Выбрать главу

В свободное время я с удовольствием гулял по лугам и полям. Хотя я ничего не понимал в сельском хозяйстве, я чувствовал себя крестьянином, так же как и солдатом. В этом я видел две взаимодополняющие задачи: выращивание хлеба на родной земле и защита этой земли, которая обеспечивает нам этот хлеб.

«Солдат и крестьянин»: родственность сущностей! Она в последующие годы будет определять мою жизнь.

ПЕРВЫЙ БОЙ

Когда наш поезд подошел к перрону, я лежал на моем временном лежаке — в багажной сетке купе. Мои товарищи уже стояли у окон и смотрели на оживленное движение на платформе.

Как все быстро происходило. Когда я вернулся из прогулки по Шварцвальду в расположение, было уже объявлено о запрете увольнений. Посреди ночи послышался свисток дежурного унтерфюрера: «Подъем!», «Через час рота выступает!»

С какой руганью тогда мы поднимались с наших соломенных лежаков! Особенно сильно ругался Кеттенмайер. Здесь, как и везде, он уже заимел подружку и на вечер должен был получить приглашение к ее родителям. Он не был большим красавцем, зато имел большой рост, был зрелым и имел массу преимуществ.

— Парнишка, тебе бы было неплохо на чуть-чуть смотаться, чтобы побыть с ней немножко, — шутя прошлым вечером сказал ему долговязый Шимпфёзль. Ему было легко говорить с его необычайным ростом.

С раннего утра мы поехали в северном направлении к неизвестной станции. Мы предположили, что нас везут опять в Ораниенбург. Нам было бы лучше провести зиму в Шварцвальде, чем в промозглом Бранденбурге. Куда мы ехали, не знали даже наши унтерфюреры.

Наконец, в Циттау мы вылезли из вагонов. На календаре стояла дата 8 октября 1939 года. Германский вермахт вступил в Судетскую область с задачей полностью ее оккупировать к 10 октября.

§ **ЧТО СДЕЛАТЬ**
1. Соответствуют ли отрывку воспоминаний о солдатской службе утверждения (а), (б) и (в)? Ответьте «да» или «нет» на каждое и приведите решающие слова отрывка точной цитатой.
(а) Рассказчик хорошо разбирался в сельском хозяйстве.
(б) Даже унтерфюреры не знали, куда едет рота.
(в) Солдаты вышли из вагонов в Ораниенбурге.
2. Какая дата стояла на календаре, когда солдаты вышли из вагонов в Циттау, согласно отрывку воспоминаний о солдатской службе?
3. Продолжите отрывок воспоминаний о солдатской службе с того места, где он обрывается.
Перечень, идущий после текста, для работы не понадобится.

§ **СОХРАНЁННЫЙ ПЕРЕЧЕНЬ**

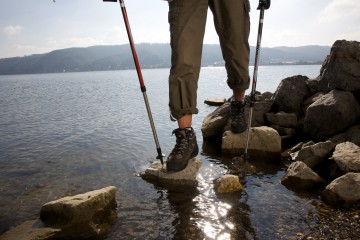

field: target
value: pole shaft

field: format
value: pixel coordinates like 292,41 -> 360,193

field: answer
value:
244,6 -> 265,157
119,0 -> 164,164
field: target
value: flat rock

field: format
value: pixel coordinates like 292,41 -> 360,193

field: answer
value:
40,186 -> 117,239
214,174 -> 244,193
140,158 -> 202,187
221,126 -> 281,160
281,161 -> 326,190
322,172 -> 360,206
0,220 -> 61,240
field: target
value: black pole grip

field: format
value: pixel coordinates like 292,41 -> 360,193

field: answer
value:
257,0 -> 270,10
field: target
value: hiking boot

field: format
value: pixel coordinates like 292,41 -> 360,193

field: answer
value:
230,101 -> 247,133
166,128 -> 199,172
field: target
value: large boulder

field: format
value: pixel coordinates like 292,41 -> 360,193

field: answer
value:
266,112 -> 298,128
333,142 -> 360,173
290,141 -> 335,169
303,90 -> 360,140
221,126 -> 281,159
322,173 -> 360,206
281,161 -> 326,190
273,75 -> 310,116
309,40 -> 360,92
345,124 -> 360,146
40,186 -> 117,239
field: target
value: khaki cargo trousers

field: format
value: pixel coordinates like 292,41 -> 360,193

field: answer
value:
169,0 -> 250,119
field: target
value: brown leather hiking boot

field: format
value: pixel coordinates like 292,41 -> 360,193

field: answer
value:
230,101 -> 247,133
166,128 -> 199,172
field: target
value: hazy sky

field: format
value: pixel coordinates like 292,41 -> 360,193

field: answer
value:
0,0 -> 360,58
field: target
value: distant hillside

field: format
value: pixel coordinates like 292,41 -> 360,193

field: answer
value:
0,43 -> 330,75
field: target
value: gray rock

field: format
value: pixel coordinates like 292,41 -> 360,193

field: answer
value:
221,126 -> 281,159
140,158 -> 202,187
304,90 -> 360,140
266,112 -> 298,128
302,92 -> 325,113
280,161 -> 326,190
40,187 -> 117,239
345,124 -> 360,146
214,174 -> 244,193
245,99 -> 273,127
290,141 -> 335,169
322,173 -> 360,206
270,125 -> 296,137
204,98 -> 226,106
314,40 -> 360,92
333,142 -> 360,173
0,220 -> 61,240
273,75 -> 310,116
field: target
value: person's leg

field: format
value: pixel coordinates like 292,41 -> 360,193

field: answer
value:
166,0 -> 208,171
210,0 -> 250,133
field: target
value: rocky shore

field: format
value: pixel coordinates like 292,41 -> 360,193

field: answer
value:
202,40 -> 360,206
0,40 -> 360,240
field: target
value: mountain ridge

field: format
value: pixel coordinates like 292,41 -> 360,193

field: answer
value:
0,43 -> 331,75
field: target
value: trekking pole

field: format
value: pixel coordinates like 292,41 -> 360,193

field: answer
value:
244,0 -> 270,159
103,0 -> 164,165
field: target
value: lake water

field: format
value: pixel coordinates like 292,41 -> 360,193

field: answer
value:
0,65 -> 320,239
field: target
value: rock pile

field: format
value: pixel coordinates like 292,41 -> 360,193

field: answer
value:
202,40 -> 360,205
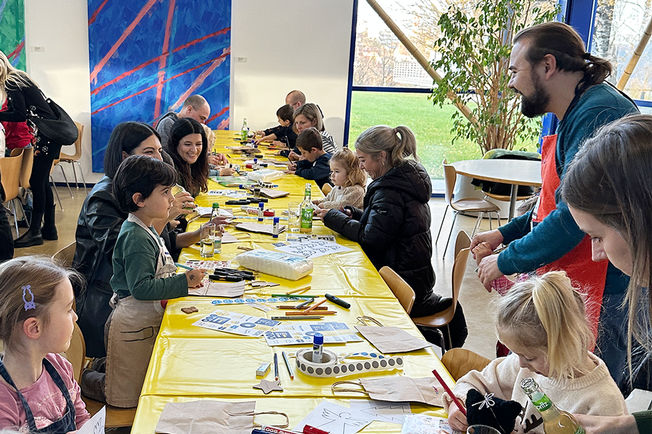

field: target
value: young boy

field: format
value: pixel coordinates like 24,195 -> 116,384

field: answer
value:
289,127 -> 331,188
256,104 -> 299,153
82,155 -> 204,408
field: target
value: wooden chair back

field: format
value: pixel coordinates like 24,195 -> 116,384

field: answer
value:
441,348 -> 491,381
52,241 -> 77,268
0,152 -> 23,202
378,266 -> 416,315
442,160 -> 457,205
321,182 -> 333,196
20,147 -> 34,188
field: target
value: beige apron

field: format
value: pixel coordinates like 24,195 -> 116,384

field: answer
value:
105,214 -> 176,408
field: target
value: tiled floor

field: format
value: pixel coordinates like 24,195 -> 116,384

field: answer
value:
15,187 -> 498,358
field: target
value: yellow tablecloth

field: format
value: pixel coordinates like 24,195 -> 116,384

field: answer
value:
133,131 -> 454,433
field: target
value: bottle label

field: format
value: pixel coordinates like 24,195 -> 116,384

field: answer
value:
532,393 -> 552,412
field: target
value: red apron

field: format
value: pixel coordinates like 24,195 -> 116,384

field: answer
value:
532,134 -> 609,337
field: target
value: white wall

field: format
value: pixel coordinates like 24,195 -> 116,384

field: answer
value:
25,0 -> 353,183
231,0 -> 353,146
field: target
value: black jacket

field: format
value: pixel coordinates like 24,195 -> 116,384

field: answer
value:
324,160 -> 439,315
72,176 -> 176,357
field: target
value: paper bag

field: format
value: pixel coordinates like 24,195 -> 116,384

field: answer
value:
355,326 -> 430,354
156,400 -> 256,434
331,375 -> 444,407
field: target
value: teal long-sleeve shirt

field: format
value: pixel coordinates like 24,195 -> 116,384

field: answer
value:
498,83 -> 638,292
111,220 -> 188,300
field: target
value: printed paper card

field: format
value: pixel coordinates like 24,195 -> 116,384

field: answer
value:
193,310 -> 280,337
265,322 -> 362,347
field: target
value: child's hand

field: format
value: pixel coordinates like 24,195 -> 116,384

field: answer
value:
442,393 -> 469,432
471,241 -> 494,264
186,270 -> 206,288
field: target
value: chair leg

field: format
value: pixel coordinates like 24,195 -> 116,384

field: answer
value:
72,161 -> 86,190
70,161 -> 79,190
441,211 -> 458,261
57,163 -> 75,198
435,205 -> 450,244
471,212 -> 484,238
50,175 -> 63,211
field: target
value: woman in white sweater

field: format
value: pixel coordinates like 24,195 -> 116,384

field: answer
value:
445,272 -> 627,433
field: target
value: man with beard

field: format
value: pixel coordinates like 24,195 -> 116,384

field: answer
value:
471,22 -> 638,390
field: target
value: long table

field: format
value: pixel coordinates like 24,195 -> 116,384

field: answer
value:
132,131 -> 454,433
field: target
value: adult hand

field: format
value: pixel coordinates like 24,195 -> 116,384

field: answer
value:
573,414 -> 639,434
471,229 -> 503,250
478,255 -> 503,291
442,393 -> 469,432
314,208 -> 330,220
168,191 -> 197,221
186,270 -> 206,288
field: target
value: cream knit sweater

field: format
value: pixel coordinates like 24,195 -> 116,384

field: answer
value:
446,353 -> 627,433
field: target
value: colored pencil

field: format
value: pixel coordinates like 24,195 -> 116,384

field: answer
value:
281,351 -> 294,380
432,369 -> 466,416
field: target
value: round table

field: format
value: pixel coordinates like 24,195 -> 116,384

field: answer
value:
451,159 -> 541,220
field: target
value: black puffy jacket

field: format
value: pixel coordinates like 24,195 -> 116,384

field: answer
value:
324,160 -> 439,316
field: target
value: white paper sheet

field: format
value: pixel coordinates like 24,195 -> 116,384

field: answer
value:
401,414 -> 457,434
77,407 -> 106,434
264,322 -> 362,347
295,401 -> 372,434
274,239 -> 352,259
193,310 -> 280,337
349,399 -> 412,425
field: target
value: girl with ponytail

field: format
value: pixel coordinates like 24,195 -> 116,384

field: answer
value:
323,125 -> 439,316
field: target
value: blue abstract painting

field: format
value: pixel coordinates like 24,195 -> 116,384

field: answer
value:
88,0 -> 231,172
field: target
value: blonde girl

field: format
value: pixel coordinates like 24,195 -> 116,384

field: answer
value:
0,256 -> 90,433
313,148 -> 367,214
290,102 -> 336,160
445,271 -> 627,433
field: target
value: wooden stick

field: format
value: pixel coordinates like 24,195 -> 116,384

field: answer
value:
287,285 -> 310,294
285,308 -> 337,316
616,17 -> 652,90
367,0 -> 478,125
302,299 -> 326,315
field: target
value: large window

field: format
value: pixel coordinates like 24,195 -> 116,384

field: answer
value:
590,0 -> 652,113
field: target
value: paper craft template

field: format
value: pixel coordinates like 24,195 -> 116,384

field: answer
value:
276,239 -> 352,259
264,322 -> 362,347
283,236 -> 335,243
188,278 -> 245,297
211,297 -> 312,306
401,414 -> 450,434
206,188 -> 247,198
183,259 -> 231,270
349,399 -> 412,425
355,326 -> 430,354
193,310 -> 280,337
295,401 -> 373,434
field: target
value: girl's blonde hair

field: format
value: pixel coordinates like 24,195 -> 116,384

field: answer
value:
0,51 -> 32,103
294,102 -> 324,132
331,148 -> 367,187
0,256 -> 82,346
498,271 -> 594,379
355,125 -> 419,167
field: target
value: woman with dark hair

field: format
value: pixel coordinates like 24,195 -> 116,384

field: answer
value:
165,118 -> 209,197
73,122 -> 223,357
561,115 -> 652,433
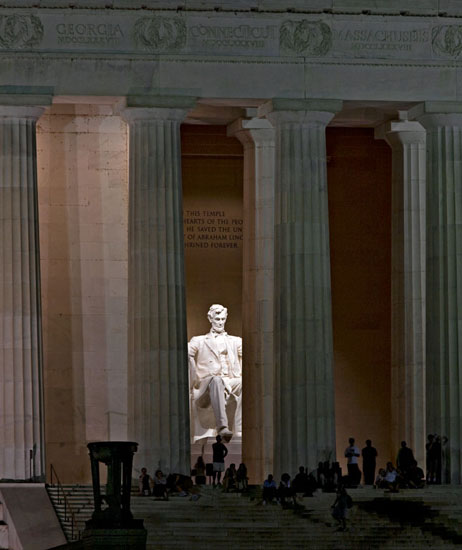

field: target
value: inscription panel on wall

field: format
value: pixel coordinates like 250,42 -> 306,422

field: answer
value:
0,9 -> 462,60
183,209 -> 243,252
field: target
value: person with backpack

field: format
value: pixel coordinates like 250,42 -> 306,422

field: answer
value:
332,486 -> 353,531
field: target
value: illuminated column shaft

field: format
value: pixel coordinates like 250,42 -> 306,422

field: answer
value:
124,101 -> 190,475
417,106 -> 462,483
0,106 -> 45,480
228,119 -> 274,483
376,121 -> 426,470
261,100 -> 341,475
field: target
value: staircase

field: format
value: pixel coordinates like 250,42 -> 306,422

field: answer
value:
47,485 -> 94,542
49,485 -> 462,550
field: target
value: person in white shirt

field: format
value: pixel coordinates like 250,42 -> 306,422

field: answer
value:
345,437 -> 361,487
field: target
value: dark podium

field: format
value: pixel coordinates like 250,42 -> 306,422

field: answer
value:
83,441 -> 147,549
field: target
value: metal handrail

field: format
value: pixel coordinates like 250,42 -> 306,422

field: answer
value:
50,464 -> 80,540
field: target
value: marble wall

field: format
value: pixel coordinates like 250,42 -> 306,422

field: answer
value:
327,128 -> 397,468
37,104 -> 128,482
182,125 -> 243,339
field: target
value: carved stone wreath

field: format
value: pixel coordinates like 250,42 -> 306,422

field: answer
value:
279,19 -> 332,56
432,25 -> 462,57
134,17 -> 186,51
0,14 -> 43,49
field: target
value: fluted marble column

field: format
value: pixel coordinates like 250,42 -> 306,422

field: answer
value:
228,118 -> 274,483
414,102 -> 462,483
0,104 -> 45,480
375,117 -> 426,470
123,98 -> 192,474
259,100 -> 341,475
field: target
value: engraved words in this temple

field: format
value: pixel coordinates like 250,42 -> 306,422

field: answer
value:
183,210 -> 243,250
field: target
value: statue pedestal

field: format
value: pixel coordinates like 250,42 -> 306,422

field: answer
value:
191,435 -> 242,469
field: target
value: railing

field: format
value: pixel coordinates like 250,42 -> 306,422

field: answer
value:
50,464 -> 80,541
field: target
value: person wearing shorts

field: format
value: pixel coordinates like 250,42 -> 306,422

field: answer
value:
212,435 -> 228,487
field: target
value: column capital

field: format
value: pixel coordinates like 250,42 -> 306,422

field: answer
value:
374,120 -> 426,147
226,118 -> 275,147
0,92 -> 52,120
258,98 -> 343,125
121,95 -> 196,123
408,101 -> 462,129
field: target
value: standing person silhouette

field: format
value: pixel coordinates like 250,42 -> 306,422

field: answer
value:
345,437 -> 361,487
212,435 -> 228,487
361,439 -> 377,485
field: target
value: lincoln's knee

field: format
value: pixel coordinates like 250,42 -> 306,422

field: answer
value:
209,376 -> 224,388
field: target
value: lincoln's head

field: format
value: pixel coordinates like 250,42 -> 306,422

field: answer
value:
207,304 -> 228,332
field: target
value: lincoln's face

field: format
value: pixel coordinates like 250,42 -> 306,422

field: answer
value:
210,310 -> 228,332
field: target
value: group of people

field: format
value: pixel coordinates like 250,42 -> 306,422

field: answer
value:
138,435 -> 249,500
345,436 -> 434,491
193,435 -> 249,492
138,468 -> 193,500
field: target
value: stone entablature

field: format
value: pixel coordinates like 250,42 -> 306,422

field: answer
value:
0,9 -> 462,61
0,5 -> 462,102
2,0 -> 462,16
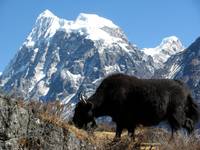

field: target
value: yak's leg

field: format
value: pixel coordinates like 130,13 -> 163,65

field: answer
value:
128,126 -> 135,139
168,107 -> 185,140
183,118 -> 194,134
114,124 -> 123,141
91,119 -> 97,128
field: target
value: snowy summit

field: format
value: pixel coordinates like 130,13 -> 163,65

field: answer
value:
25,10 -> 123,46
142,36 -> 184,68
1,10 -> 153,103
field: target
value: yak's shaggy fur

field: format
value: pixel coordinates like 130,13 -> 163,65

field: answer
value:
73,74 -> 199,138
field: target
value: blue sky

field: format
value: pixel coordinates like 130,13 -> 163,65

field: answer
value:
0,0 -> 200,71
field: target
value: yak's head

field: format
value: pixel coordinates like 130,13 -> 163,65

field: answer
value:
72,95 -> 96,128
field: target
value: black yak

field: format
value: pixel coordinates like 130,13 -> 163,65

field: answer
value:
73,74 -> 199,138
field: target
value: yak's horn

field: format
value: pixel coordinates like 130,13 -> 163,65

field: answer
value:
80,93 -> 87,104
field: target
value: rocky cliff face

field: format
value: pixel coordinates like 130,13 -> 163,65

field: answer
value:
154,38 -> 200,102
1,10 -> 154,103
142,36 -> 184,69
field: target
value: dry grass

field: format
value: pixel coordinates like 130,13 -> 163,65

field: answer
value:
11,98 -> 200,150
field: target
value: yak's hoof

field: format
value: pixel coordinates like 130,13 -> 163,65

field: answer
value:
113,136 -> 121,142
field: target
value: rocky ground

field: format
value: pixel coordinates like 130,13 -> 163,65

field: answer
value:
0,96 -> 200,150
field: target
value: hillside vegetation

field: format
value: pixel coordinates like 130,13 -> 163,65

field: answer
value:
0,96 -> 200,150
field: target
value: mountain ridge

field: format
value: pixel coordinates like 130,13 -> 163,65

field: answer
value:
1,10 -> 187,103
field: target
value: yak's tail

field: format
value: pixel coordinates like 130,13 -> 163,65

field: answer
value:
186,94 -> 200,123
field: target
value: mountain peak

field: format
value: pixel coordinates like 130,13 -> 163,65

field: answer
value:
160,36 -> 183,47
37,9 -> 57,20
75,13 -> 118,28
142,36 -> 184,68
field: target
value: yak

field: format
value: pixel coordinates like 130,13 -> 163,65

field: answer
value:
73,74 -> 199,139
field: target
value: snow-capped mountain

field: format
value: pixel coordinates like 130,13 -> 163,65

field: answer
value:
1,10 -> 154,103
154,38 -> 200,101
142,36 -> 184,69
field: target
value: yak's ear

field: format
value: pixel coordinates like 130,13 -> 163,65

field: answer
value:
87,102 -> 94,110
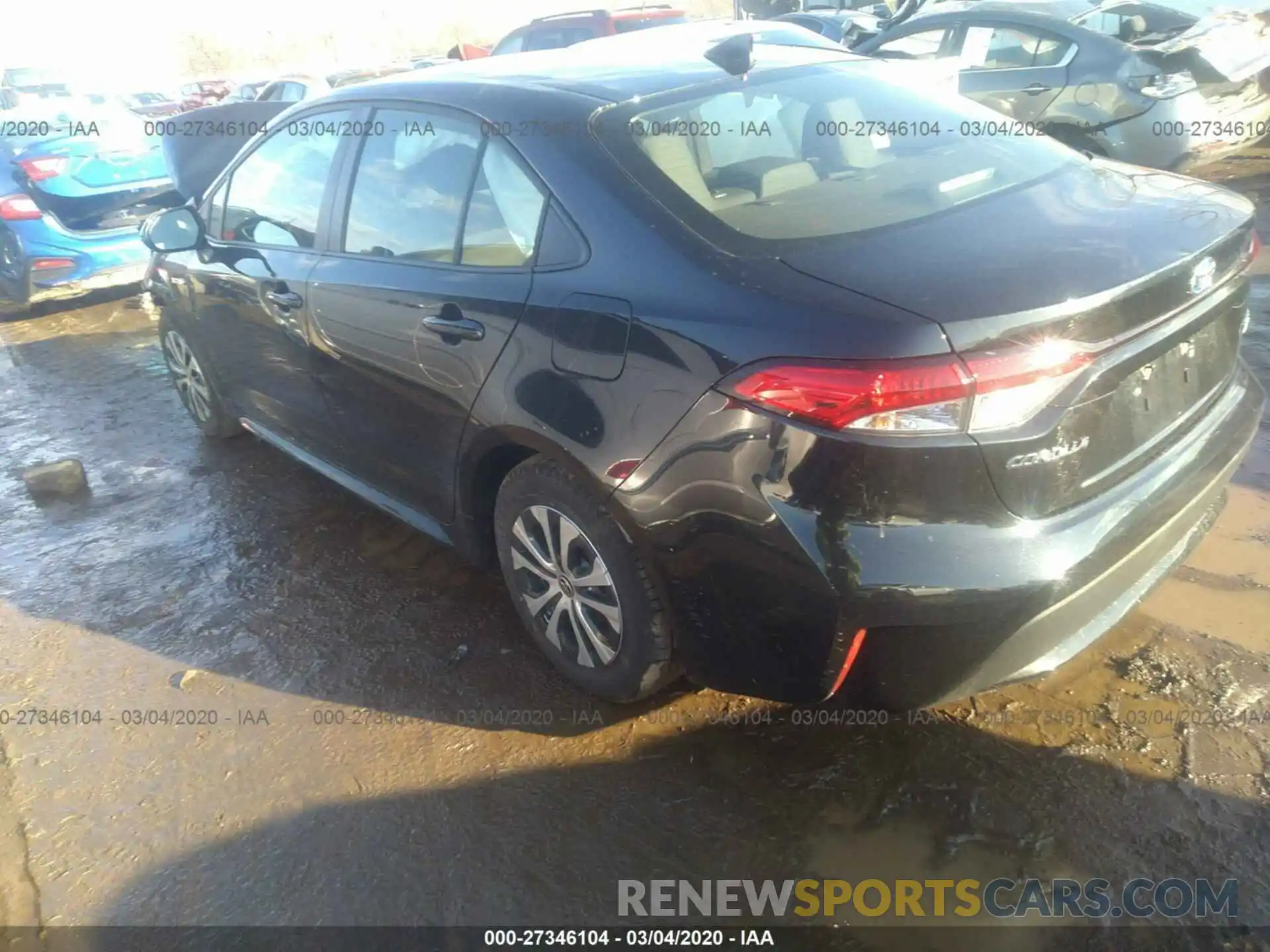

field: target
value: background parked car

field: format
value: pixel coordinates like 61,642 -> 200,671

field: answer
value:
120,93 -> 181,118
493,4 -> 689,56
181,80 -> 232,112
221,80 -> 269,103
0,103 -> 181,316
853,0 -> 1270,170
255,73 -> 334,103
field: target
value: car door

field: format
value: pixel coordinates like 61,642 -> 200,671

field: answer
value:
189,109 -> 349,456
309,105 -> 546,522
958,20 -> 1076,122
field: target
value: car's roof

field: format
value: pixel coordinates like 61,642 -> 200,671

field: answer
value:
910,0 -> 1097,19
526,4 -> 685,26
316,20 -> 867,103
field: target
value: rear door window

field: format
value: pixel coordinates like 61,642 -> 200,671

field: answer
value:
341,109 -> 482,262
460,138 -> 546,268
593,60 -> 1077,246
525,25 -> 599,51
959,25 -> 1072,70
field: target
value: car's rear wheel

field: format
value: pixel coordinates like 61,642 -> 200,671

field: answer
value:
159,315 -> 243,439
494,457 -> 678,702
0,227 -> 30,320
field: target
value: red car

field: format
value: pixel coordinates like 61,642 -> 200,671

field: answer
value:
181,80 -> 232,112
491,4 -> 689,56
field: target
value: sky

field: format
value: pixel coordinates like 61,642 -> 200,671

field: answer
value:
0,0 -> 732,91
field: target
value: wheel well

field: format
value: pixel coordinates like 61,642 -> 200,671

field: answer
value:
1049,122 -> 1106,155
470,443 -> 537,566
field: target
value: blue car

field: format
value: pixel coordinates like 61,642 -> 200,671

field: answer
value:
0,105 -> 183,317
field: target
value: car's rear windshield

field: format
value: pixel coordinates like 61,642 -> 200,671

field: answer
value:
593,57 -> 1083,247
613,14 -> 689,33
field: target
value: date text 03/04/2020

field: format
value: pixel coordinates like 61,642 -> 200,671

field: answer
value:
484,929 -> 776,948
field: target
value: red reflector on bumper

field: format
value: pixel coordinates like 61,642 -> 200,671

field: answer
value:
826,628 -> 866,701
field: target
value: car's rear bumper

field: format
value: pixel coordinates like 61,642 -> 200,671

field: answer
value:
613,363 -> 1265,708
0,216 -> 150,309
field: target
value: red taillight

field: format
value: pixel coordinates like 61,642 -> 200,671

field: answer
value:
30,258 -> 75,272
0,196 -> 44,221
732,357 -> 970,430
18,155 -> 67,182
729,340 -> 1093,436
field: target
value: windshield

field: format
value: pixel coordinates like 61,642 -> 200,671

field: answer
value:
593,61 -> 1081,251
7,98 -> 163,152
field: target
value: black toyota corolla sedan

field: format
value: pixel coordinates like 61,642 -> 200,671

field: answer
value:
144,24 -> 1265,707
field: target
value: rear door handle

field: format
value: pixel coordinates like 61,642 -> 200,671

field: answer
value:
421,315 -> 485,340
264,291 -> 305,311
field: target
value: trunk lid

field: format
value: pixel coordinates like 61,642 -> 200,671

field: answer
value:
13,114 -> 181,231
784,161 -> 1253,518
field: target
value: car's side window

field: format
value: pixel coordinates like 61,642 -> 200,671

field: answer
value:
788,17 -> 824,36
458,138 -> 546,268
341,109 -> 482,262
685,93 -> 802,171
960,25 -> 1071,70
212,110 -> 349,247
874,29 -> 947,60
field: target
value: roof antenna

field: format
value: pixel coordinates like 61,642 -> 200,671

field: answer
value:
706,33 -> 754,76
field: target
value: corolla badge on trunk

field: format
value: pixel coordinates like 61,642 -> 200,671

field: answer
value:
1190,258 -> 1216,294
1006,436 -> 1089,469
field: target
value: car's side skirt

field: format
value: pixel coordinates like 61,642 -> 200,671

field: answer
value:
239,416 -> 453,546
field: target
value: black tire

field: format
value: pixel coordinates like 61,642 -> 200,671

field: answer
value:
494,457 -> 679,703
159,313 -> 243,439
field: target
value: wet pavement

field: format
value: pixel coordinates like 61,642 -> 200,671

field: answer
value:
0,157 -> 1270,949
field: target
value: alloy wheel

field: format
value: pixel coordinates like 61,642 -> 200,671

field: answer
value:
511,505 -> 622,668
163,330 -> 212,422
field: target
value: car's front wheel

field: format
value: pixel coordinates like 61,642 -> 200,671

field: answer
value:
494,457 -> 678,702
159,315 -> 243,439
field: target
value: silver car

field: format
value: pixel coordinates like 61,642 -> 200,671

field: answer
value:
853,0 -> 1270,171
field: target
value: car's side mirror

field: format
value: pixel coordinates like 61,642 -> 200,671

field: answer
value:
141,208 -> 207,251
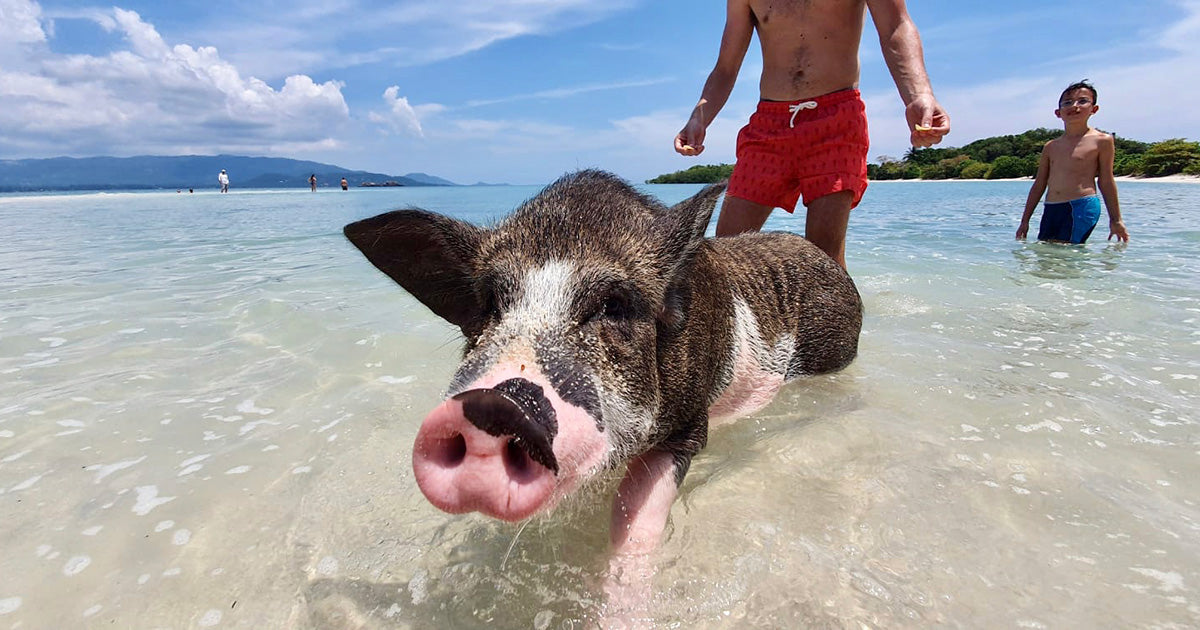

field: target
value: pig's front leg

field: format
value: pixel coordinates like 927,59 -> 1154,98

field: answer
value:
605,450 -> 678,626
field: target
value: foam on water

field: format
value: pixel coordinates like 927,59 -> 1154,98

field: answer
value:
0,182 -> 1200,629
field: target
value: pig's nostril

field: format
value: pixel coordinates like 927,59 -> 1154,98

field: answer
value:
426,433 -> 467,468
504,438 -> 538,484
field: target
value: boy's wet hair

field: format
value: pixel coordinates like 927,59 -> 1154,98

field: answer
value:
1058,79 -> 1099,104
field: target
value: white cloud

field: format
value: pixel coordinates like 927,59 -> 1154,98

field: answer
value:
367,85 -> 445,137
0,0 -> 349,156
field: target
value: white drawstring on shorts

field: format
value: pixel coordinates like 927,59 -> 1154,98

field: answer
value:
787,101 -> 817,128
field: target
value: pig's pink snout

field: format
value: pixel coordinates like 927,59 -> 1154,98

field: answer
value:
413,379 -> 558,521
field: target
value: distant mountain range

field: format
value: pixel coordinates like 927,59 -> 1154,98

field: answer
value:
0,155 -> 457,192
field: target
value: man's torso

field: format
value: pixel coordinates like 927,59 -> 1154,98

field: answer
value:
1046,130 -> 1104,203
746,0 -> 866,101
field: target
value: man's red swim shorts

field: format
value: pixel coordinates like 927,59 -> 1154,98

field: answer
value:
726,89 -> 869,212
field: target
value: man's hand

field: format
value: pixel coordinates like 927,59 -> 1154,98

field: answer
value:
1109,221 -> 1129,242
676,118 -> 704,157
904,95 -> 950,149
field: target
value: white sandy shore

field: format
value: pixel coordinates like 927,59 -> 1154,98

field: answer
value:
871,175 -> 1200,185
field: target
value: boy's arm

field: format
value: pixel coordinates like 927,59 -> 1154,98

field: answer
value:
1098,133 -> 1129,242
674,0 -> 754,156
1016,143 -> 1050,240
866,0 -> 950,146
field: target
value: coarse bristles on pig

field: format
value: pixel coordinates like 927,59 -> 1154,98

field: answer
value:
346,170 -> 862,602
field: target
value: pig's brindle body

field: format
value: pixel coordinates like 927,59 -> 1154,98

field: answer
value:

§ **ОТВЕТЫ ПО ЗАДАНИЯМ**
1.
(а) Нет: «Хотя я ничего не понимал в сельском хозяйстве».
(б) Да: «Куда мы ехали, не знали даже наши унтерфюреры».
(в) Нет: «Наконец, в Циттау мы вылезли из вагонов».

2. 8 октября 1939 года.

3.
Уже ночью наш батальон стоял в полной готовности у дороги поблизости от пограничного пункта. На рассвете следующего дня там мы впервые вышли на сцену мировой истории.

Начался мелкий дождь. Подавленные, мы ютились в защищенных от дождя местах и ждали приказа о выступлении. Во взводах выдали боевые патроны. Несмотря на ночь и дождь, нас обступали люди всех возрастов и вместе с нами ждали, что будет. Как пройдут следующие часы? Окажут ли сопротивление чешские войска? Когда мы утром выступили, то были готовы ко всему — и к дружескому приему судетским немецким населением, и к недружественным приветам со стороны чехословацких оборонительных сооружений.

Батальон развернулся, боевой порядок на марше был установлен. Наша рота обеспечивала боевое охранение батальона. Я находился в головной походной заставе, и поэтому был одним из первых солдат, перешедших границу.

Вступление выглядело следующим образом: наше отделение в головном боевом дозоре, за ним в ста метрах — остальной взвод, еще через сто метров — остальные взводы нашей роты и, наконец, на значительном удалении — главные силы батальона в составе 5-й и 7-й рот и пулеметной роты с тяжелыми пулеметами. К нашему огорчению, перед самым маршем командиром к нам был назначен новый, никому не знакомый унтерфюрер. К нам, молодым ребятам, он совершенно не подходил. Ему по виду было уже около тридцати лет, и вид у него был совершенно не военный. Форма на нем висела, а винтовку он держал как воскресный охотник после охоты. Он постоянно менял темп марша, что утомляло. Мужик был просто невыносимым. Вопреки своему желанию шли мы за ним, постоянно наблюдая за его висячими плечами.

Еще до наступления дня мы под высоко поднятым шлагбаумом перешли чешскую границу. Рассредоточившись, наша группа «разведывала» все далеко впереди. Все было спокойно. От брусчатки далеко разносился грохот наших подкованных железом сапог. Трап-трап-трап — гремело в утренней измороси. Лучше бы мы шли на мягких подметках. Никто не разговаривал. Все мы были в ожидании грядущего. Это был час нашего первого боевого задания — через полгода после моего поступления добровольцем.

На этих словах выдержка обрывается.